— BEGIN SOURCE —

Throwing some light on power quality
Friday, 16 September, 2011
According to Australian leading electronics solutions provider Benbro Electronics, electronic designers need to consider a number of factors to achieve power quality when designing a lighting system. This is more so with the advent of LEDS, compact fluorescent lighting (CFL), high intensity discharge (HID) lighting and other new technologies in lighting.
This is the view of Benbro Electronics that, together with Astrodyne, explores the issues involved in attaining power quality in lighting systems.
Many new lighting technologies, while certainly more efficient, can adversely affect power systems through harmonics, which decrease power quality. Inefficiencies in power quality may limit the number of devices that can be placed on the distribution network. It may also cause equipment to underperform or to behave erratically. In the most severe cases it can even harm the system and the devices along the network.
Poor power quality management inevitably leads to an increase in operational costs and places an unnecessary strain on already dwindling resources. Therefore, lighting systems should be driven by efficient and sustainable power sources that will not unnecessarily burden the power grid but still provide the perfect electrical environment for advanced lighting systems.

— END SOURCE —

* **GIVEN TASK 1**: Please translate this sentence from the power quality article into Spanish: "Inefficiencies in power quality may limit the number of devices that can be placed on the distribution network."
* **GIVEN TASK 2**: Extract a passage from the power quality article, beginning at the words "This is the" and stopping after the words "along the network.".
* **GIVEN TASK 3**: In the power quality article, which company works with Benbro Electronics to explore the issues involved in attaining power quality in lighting systems?
The records below were drawn from a separate source.

— BEGIN PROVIDED DATA —

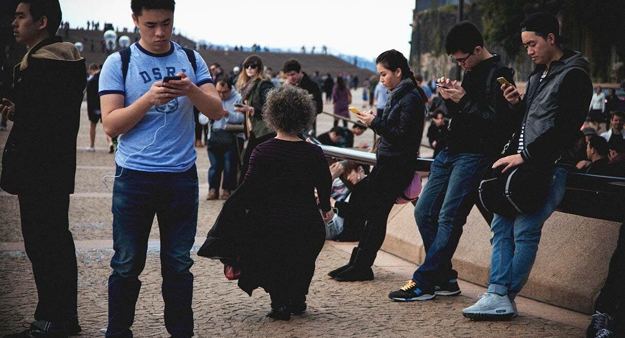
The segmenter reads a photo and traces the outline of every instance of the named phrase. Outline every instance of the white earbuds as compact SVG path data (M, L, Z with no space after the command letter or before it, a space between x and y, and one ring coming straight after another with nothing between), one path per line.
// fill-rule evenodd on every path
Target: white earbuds
M161 128L162 128L163 127L165 126L166 124L167 124L167 113L168 113L168 112L166 111L165 111L165 112L163 113L163 116L164 116L164 122L162 124L162 126L161 126L160 127L159 127L158 129L156 129L156 131L154 132L154 139L152 140L152 143L150 143L149 144L146 146L145 147L143 147L143 148L141 149L141 150L140 150L140 151L138 151L136 152L133 152L132 154L131 154L130 155L128 155L128 156L126 158L126 159L124 160L124 164L121 165L121 170L119 171L119 175L117 175L117 176L113 175L114 173L109 171L109 172L108 172L106 174L106 176L104 176L104 177L102 177L102 182L104 184L104 186L106 187L106 189L108 189L109 191L112 192L112 191L111 190L111 188L109 187L108 184L111 183L111 182L112 182L116 178L119 177L119 176L121 176L121 173L124 172L124 167L126 166L126 162L127 161L128 161L128 159L130 158L130 157L132 156L133 156L133 155L136 155L137 154L141 153L142 151L143 151L144 150L145 150L146 148L147 148L148 147L149 147L150 146L154 144L154 142L156 141L156 134L158 133L158 131L161 130Z

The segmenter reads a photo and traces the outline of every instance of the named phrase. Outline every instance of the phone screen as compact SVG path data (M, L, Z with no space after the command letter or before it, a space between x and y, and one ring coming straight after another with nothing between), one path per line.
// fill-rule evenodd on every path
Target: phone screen
M163 78L162 82L169 82L172 80L179 81L181 79L182 79L182 78L180 76L166 76L165 77Z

— END PROVIDED DATA —

* **WRITTEN REPLY 1**: Las deficiencias en la calidad de la energía pueden limitar el número de dispositivos que pueden conectarse a la red de distribución.

* **WRITTEN REPLY 2**:
This is the view of Benbro Electronics that, together with Astrodyne, explores the issues involved in attaining power quality in lighting systems.
Many new lighting technologies, while certainly more efficient, can adversely affect power systems through harmonics, which decrease power quality. Inefficiencies in power quality may limit the number of devices that can be placed on the distribution network. It may also cause equipment to underperform or to behave erratically. In the most severe cases it can even harm the system and the devices along the network.

* **WRITTEN REPLY 3**: Astrodyne.